Текст для анализа:

= = = =

Постоянное смешение театра и жизни для Светония — извращенная, противоестественная ситуация, которая превращает всю жизнь в спектакль. Это, в свою очередь, лишь часть отмены всех противопоставлений: актера и зрителя, императора и лицедея, римлянина и грека и даже — мужчины и женщины, то есть возможность исполнять любые роли и одновременно выступать в функции власти, для потехи которой эти роли исполняются. Нерон ставит перед собой задачу, с одной стороны, как бы исчерпать все варианты, а с другой — выходя за пределы возможностей, реализовывать невозможное. Сходный комплекс мы в дальнейшем находим у Ивана Грозного.

Начиная разговор о «театре бытового поведения», мы противопоставили французскую концепцию театрализации каждодневного бытового формали­зованного до повторяемости жеста и поступка интересующей нас непредска­зуемости поведенческих эксцессов. Несмотря на кажущуюся противопоставленность этих позиций, они не лишены взаимосвязи. Экстравагантный, не имеющий образцов поступок при повторении может перемещаться из области «взрыва» в сферу привычки. Как только поступок совершился, он может становиться предметом подражания.

Так, новаторские изобретения Бреммеля в области мужских мод тотчас же подхватывались претендентами на дендизм и превращались в факт мас­совой культуры. Сервантес в цитированном выше отрывке показал, как безумие превращается в сферу подражания, то есть перемещается в массовую культуру.

Норма не имеет признаков. Это лишенная пространства точка между сумасшедшим и дураком. Взрыв также не имеет признаков, вернее, имеет весь комплекс возможных признаков. В качестве индивидуального поведения он выпадает из нормы и в данном случае определяется как безумие; становясь массовым, превращается в глупость.

Из сказанного понятно, что любая форма безумия неизбежно должна представлять собой эксцесс индивидуального поведения и лежать за пределами предсказуемости.

= = = =

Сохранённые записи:
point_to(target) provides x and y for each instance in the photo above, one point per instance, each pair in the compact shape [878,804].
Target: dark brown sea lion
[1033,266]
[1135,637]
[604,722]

= = = =

Воспроизведите дословно фрагмент текста о театре бытового поведения от слов «Так, новаторские изобретения» до слов «в массовую культуру.».

Так, новаторские изобретения Бреммеля в области мужских мод тотчас же подхватывались претендентами на дендизм и превращались в факт мас­совой культуры. Сервантес в цитированном выше отрывке показал, как безумие превращается в сферу подражания, то есть перемещается в массовую культуру.